I’ll admit I had fun in both films—neither was superb but the production values were high, the casts were game, and the silliness was within acceptable limits for these genre tentpole endeavors.  But between both, there was only one moment that really struck me as arresting and even, perhaps, magical.

To provide a little context: I am not an adrenaline junkie.  I don’t really participate in extreme sports, ride wild rollercoasters, or do high-octane adventure travels.  I love taking my time, enjoying the scenery.  I’m a walker, not a runner.  Heck, I don’t even know how to ride a bike.  But one thing I have done is jumped out of a plane.

It was my bachelor party, 15 years ago.  Instead of the typical bar crawl/strip joint routine, I wanted to go skydiving.  Not a tandem jump.  Not a static line.  A full free fall, where I pull the chute myself, land myself.  So that’s what we did.  We had to train for hours on what were essentially three procedures: (1) Jumping, (2) Pulling the chute, (3) Pulling the emergency chute if #2 didn’t go so well.  In fact, by the time our training was done, the winds were too high and we (the two groomsmen and myself) had to come back the next morning to jump.

### [Dataset excerpt]

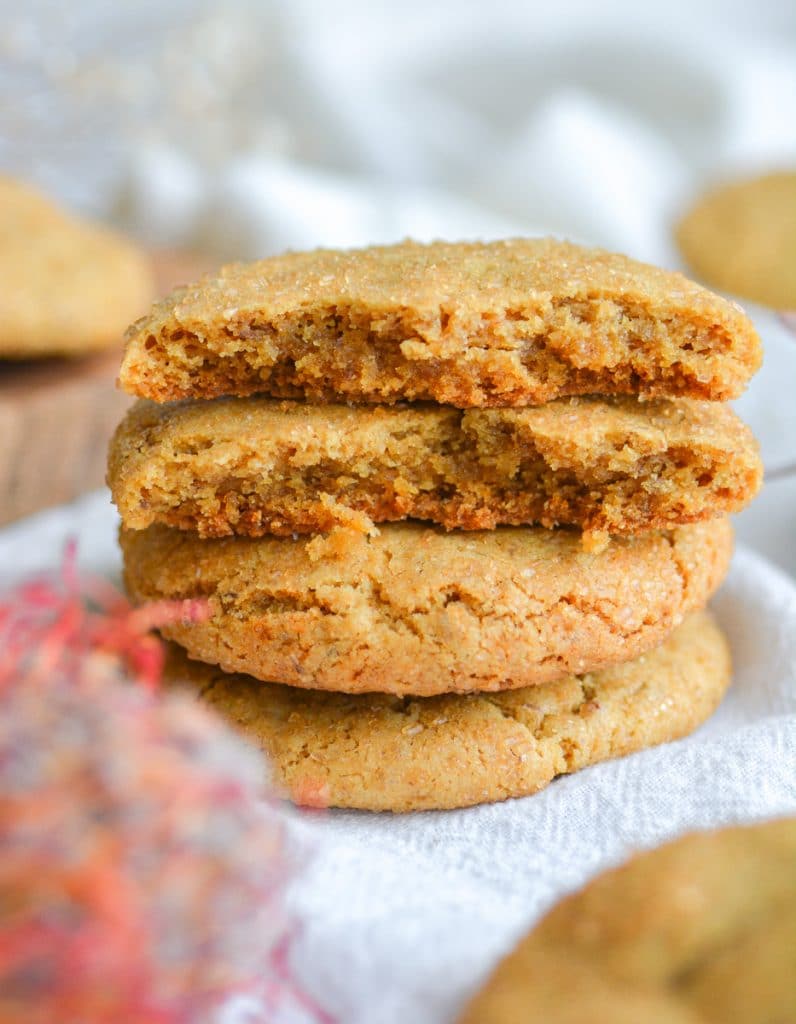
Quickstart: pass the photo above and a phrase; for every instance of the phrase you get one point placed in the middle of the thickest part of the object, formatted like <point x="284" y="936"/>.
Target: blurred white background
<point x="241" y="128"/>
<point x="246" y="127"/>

### [Things to do]
**A.** In the skydiving account, why did the jumpers have to return the next morning?
**B.** Continue the skydiving account from its last sentence.

### [Results]
**A.** By the time their training was done, the winds were too high to jump.

**B.**
And that’s what we did.  We each went one at a time, so the other two could be waiting on the ground when one landed.  I jumped first.  The hours of learning the same routine over and over was smart, because by the time you were standing at the plane's doorway, you were thinking about the steps you had to do and not about being thousands of feet above the ground.  The rule was that you jumped with two experienced skydivers, so while you weren’t attached in any way, they could keep an eye on you in your descent.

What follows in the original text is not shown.